>> BEGIN LISTED RECORDS

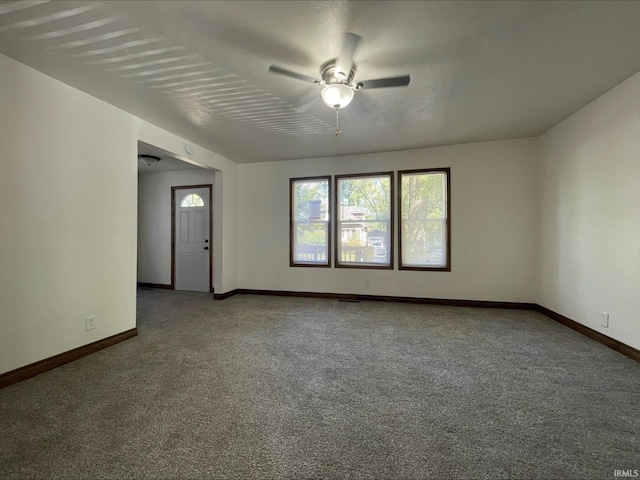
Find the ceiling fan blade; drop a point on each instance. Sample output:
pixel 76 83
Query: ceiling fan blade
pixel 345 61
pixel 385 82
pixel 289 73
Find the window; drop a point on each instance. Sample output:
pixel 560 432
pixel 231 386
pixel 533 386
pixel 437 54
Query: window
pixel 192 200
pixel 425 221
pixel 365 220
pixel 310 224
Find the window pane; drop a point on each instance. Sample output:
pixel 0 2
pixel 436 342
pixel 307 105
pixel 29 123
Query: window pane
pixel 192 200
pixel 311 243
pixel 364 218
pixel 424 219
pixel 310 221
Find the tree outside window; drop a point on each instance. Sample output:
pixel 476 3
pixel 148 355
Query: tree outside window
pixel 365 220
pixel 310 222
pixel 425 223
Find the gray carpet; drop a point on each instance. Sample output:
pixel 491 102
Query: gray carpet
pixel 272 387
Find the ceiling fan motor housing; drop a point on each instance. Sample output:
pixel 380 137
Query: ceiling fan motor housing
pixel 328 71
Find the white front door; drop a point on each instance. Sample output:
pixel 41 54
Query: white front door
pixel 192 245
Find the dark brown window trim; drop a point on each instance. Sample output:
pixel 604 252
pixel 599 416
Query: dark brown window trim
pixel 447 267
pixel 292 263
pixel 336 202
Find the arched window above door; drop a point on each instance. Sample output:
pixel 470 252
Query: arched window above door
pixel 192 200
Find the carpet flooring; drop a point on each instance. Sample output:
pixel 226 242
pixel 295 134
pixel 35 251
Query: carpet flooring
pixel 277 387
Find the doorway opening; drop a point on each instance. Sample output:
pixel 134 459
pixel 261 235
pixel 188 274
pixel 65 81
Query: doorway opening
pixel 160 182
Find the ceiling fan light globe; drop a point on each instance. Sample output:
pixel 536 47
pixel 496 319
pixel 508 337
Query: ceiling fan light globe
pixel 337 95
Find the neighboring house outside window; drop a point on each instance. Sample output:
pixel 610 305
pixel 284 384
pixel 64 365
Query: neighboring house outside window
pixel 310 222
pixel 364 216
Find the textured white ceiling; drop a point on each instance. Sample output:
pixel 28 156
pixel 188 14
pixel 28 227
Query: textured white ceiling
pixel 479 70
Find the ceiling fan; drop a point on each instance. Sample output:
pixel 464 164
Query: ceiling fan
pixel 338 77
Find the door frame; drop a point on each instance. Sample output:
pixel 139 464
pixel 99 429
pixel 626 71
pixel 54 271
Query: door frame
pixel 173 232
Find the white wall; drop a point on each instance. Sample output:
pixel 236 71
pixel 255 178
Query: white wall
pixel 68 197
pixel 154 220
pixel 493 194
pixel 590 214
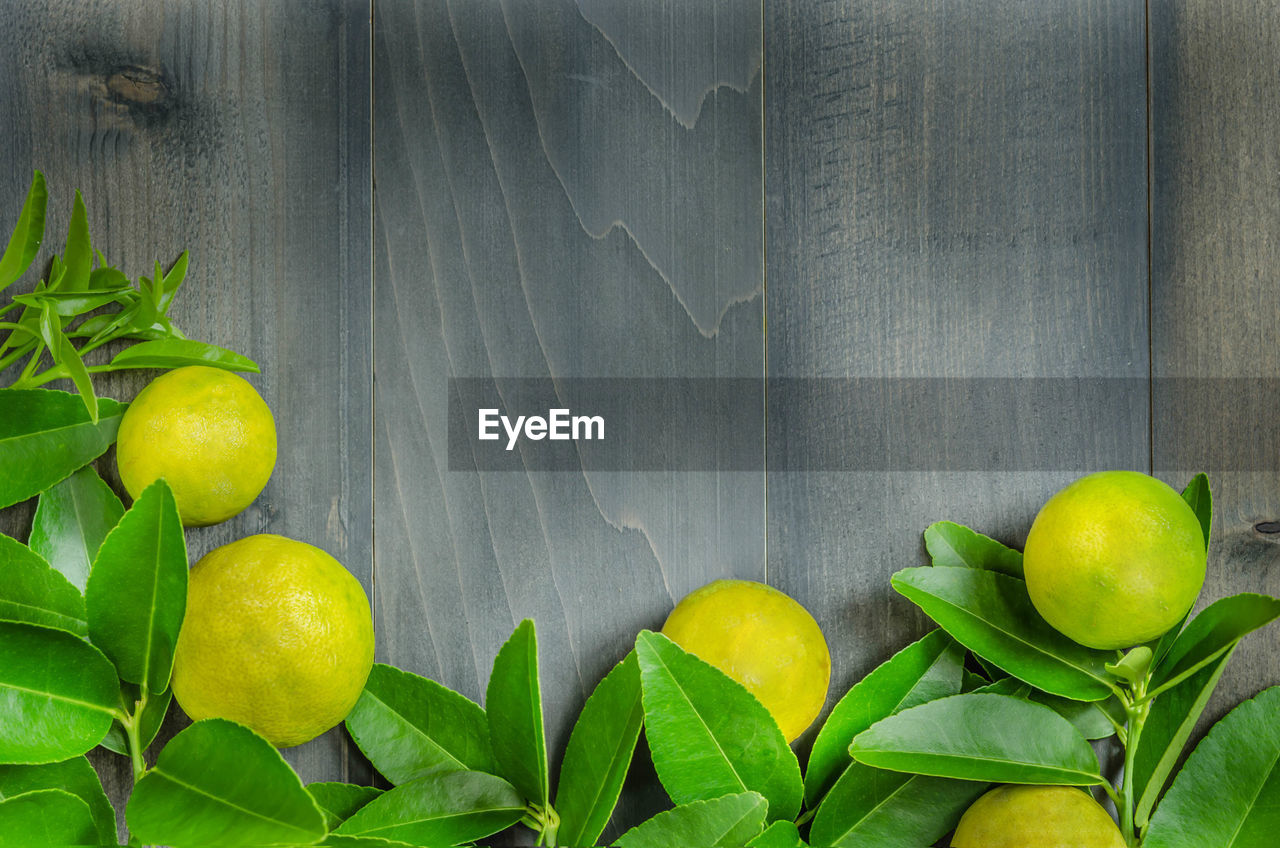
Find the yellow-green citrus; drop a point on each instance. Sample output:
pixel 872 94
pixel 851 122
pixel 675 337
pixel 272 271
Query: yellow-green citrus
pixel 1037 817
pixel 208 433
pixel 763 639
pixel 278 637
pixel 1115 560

>> END LISTED RECORDS
>> BEGIN LISTED RECORDS

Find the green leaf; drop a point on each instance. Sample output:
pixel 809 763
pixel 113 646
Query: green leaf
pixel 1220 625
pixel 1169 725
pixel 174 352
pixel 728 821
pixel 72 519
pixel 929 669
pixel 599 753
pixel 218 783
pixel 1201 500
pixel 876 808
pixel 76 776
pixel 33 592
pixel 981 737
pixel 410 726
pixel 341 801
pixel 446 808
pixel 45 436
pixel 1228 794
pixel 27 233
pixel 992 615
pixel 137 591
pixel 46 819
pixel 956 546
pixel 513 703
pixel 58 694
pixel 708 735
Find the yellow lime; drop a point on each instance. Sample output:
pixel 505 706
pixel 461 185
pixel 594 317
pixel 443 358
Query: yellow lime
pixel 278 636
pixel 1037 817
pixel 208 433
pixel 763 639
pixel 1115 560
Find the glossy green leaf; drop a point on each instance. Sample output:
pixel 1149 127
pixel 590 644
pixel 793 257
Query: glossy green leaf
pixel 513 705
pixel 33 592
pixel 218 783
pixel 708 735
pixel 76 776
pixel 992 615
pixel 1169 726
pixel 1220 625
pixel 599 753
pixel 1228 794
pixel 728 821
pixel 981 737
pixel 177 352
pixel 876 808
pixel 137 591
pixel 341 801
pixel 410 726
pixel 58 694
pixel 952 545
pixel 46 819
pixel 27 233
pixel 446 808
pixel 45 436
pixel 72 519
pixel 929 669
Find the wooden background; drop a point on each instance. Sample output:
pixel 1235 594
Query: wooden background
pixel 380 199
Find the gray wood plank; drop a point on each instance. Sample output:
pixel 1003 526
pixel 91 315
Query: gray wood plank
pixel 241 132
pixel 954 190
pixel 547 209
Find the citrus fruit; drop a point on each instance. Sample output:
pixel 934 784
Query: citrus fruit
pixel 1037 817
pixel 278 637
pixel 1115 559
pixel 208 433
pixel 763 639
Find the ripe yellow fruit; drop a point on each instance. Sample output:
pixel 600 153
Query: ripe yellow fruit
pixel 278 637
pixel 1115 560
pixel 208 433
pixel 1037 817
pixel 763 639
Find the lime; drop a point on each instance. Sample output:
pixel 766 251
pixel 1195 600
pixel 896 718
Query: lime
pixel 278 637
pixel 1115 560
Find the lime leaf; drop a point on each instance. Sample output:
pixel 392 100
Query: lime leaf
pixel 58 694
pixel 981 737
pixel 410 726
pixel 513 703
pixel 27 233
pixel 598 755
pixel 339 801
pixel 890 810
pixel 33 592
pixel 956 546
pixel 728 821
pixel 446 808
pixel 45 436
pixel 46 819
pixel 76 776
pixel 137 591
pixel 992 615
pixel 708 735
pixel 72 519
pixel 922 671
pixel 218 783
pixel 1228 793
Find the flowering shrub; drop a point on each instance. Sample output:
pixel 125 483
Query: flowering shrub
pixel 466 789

>> END LISTED RECORDS

Reproduce the material from the line containing "Find the ceiling fan blade;" down to the line containing "pixel 310 221", substituting "place a marker" for "drop a point" and leaving everything else unchanged.

[RESPONSE TO THE TASK]
Find the ceiling fan blade; place a marker on each instance. Sample output:
pixel 76 83
Query: ceiling fan blade
pixel 345 61
pixel 385 82
pixel 289 73
Find the window; place a marker on each instance. Sample output:
pixel 560 432
pixel 231 386
pixel 533 386
pixel 437 54
Query: window
pixel 192 200
pixel 425 221
pixel 365 220
pixel 310 224
Find the window pane; place a marker on each instance. Sample output:
pixel 0 2
pixel 436 342
pixel 307 105
pixel 29 123
Query: window pane
pixel 192 200
pixel 311 243
pixel 364 218
pixel 424 219
pixel 310 221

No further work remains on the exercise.